__Assigned task 1__
Reproduce the passage of the blog post about rhythm in life that opens with the words containing "the pacing of" and closes with "on the track.".
__Assigned task 2__
Carry on the blog post about the rhythms of life, teaching, writing, and health from its final sentence.

__Text for analysis__
Rythmn in Life

Reflecting on 2025, I am seeing the patterns not only of the last year, but of my life in general. Maybe you are seeing them, too. The question is will will miss the beat, or let it pull us forward?

AUTHOR CHATS

Erin Slegaitis-Smith

12/27/20253 min read

Life is full of rhythms. Every school year, I have to teach

plot to my students in the fiction part of our curriculum. It is incredible how plot can be boiled down to a similar series of events spanning generations of storytelling across the globe. Amazing, but is it unsurprising? I don’t believe so. It reflects life, the ebb and flow, and the cycles we live by. It forms the rhythms we move to everyday and those we seek in a good story. It is also why my work life has worked for me so well.

Teaching has patterns and rhythms from the curriculum to

the pacing of lessons, breaks, and exams. Now, we're on Christmas Break at school, and after that, the first round of state tests will hit. Steady work, play, steady work, hard work, play and on it goes. I have woven my writing life into a harmonious pattern with teaching. I go hardest on writing when there are breaks, because I have more time to dive deep. It all makes sense, even in the highs and lows. If I am in a slump in one place, the other puts my cart back on the track.

However, now, I am having to adapt to a new rhythm. It is

the unknown staccato of my health. If teaching was a violin and writing a cello, my health is a trumpet. Could you make that combo work? Probably, if the trumpet player could read music and didn’t have all sixteenth notes to play. It is forcing me to actually take time to rest, which would be okay if the rest did anything for me. I am at the point where I have given up everything but teaching and writing. Teaching and writing have gone from joy to necessity, teaching because it is the bill payer, and writing because it keeps my sanity. I have never thought of teaching as just a paycheck. I have passion for it. I love helping students, and I am still struggling with taking days off because I know how it affects them. However, my health has stolen the joy from the hard work of teaching because even if I am making a breakthrough with a student, all I can feel is how I am clawing to survive. With writing, the joy comes in little blips because I am fighting so hard to concentrate long enough to get something on the page. This is not where I want to be. However, it is a current rhythm in the song of my life.

Melodies shift, they evolve, and so much of life is riding the

new waves that come your way. I learned long ago that riding those currents is not about comparing to others or even your past self. You will always find someone better off or worse off than yourself, and that includes past and future you. I can’t say I have figured out this new tempo, but I can say my hope has not died. I know where my hope lies, and it is not something as ephemeral as my health or jobs.

__Data supplied__

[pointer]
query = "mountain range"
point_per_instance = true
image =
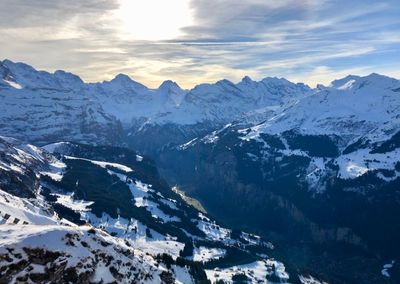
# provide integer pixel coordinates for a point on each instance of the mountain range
(314, 170)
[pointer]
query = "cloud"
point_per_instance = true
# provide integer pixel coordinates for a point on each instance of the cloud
(309, 40)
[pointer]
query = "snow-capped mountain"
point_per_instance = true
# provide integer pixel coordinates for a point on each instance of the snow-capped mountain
(268, 155)
(327, 165)
(42, 107)
(103, 215)
(45, 107)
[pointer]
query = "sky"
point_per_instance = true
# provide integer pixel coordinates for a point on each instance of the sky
(198, 41)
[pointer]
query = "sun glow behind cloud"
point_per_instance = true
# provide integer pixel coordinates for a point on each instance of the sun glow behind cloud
(197, 41)
(154, 19)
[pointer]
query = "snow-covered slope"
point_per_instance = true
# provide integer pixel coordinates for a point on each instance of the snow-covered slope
(46, 107)
(39, 106)
(101, 214)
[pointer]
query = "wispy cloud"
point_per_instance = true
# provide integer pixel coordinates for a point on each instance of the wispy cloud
(309, 40)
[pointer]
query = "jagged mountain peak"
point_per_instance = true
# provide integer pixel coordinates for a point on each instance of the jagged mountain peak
(168, 84)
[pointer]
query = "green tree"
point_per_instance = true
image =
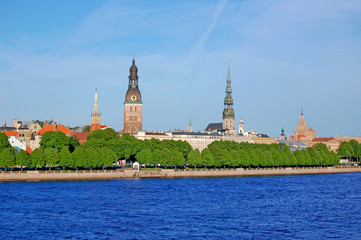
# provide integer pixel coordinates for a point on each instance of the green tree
(194, 158)
(156, 156)
(315, 156)
(301, 161)
(217, 154)
(86, 128)
(277, 158)
(7, 158)
(166, 157)
(105, 134)
(51, 157)
(92, 157)
(55, 140)
(269, 158)
(107, 157)
(307, 157)
(346, 150)
(235, 161)
(65, 158)
(178, 158)
(244, 160)
(145, 156)
(207, 158)
(292, 158)
(227, 158)
(22, 159)
(37, 158)
(261, 157)
(79, 157)
(252, 157)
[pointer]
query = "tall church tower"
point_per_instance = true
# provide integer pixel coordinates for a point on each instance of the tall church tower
(228, 112)
(95, 116)
(133, 105)
(301, 128)
(241, 127)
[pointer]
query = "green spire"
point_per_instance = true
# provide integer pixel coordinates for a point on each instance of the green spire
(229, 70)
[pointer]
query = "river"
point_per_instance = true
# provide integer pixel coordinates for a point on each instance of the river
(273, 207)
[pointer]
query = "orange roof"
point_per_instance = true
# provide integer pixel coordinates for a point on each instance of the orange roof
(11, 133)
(322, 139)
(300, 136)
(81, 136)
(53, 128)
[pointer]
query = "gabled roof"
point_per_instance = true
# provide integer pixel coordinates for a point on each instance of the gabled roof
(11, 133)
(213, 126)
(53, 128)
(6, 128)
(81, 136)
(155, 133)
(300, 136)
(322, 139)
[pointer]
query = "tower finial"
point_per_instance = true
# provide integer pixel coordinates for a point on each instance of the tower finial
(229, 68)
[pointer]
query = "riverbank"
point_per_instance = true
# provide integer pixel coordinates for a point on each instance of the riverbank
(166, 173)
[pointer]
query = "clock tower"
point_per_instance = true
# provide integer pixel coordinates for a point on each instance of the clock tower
(133, 105)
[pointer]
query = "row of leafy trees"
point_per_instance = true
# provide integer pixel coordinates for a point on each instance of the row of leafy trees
(351, 150)
(232, 154)
(104, 147)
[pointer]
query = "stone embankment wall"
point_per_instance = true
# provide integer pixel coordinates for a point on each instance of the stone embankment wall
(165, 173)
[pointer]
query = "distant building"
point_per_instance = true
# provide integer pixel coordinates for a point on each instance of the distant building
(133, 105)
(228, 112)
(95, 116)
(303, 133)
(214, 127)
(81, 136)
(36, 138)
(241, 127)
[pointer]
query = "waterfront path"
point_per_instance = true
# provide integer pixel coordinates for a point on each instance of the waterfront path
(166, 173)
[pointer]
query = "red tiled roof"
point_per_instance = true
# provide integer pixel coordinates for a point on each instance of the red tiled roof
(322, 139)
(53, 128)
(150, 133)
(81, 136)
(11, 133)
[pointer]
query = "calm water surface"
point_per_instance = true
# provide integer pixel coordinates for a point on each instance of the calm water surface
(276, 207)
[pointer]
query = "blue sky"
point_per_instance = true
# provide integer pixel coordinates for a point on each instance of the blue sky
(285, 55)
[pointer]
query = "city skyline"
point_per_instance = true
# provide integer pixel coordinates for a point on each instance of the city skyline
(286, 56)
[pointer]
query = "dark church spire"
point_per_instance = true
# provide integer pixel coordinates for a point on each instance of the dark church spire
(228, 100)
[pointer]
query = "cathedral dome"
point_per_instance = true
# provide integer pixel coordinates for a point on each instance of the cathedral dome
(133, 69)
(133, 94)
(228, 100)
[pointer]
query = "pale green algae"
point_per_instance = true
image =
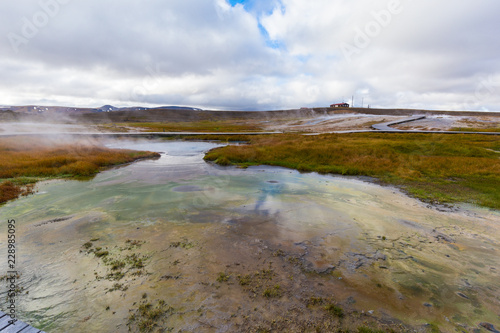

__Answer 1__
the pacing of lessons, breaks, and exams. Now, we're on Christmas Break at school, and after that, the first round of state tests will hit. Steady work, play, steady work, hard work, play and on it goes. I have woven my writing life into a harmonious pattern with teaching. I go hardest on writing when there are breaks, because I have more time to dive deep. It all makes sense, even in the highs and lows. If I am in a slump in one place, the other puts my cart back on the track.

__Answer 2__
The picture may change, but the value in living is still

there. It is an utter irony that this very concept was the theme of my most recent novel, which I am now actively querying. When I shaped the main thread question for my main character and gave him this very lesson to learn, I didn’t know I would soon have to learn it myself. Thank God, I am not dealing with half of what I put that character through, but that’s the power of story. You don’t have to walk the same path to have the same experience or ask the same questions.

We are all in this unknown song that is our lives, and we

are in the same cycles and arcs, though the events, locations, and people are different. We are all such miracles; our survival is a miracle, and the gifts we gather along the way are absolute miracles, and the stalwart people who see us through are the greatest miracles. Now, sometimes it does feel like it is too much to handle. I have no clue what my journey will be in 2026. Will an agent finally say yes? Will my sudden medical issue equally as suddenly disappear? Will I be able to give my students and family what they need while I am waiting on answers? How many books will I be able to write this year? God only knows. You probably have your own list of questions that you wish you could have the answers to now rather than later. Trust me, I get it. However, there is a faithfulness that secretly threads under all of these questions, a tempo master that can be relied on more than my ability to keep a beat. When reading a book, we don't want all the answers up front. I am content to wait because, I know the answers will be worth it when they arrive. What makes our lives, our stories, something we can, want to, and need to share is that life is full of rhythms that we all ride and repeat.